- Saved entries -
==========

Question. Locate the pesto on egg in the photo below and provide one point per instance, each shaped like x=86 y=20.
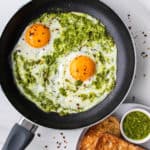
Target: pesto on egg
x=43 y=74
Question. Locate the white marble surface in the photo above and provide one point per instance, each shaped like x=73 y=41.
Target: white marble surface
x=139 y=21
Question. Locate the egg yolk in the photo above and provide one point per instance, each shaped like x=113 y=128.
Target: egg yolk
x=82 y=68
x=37 y=35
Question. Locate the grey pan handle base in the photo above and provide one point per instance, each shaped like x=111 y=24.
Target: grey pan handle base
x=20 y=136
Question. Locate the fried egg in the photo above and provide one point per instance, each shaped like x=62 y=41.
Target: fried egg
x=65 y=62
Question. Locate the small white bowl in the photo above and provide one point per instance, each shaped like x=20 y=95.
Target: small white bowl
x=123 y=133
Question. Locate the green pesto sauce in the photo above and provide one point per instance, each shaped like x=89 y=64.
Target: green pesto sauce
x=78 y=31
x=136 y=125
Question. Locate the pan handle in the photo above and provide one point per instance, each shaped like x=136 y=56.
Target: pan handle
x=20 y=136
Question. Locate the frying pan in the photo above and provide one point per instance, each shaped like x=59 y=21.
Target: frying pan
x=22 y=133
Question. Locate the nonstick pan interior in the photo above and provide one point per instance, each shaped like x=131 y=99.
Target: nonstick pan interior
x=125 y=64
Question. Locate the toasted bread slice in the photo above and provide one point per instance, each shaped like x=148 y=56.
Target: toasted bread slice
x=110 y=142
x=109 y=125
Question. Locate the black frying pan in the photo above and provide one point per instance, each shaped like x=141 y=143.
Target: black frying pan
x=125 y=64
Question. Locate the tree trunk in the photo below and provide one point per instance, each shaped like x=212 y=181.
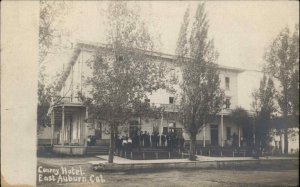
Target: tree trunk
x=192 y=155
x=286 y=141
x=112 y=145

==========

- Exercise description -
Write out exactly the lines from the one containing "Question. Locate the black" through the end of the records above, both included, leaving all pictures out.

- Your solution -
Question. Locate the black frying pan in the photo above and provide one point per instance, each shaped like x=141 y=143.
Target: black frying pan
x=125 y=64
Question. Locate the tree trunk in the photo below and provide one point per instance, each shaped like x=212 y=181.
Target: tree trunk
x=192 y=155
x=286 y=141
x=112 y=145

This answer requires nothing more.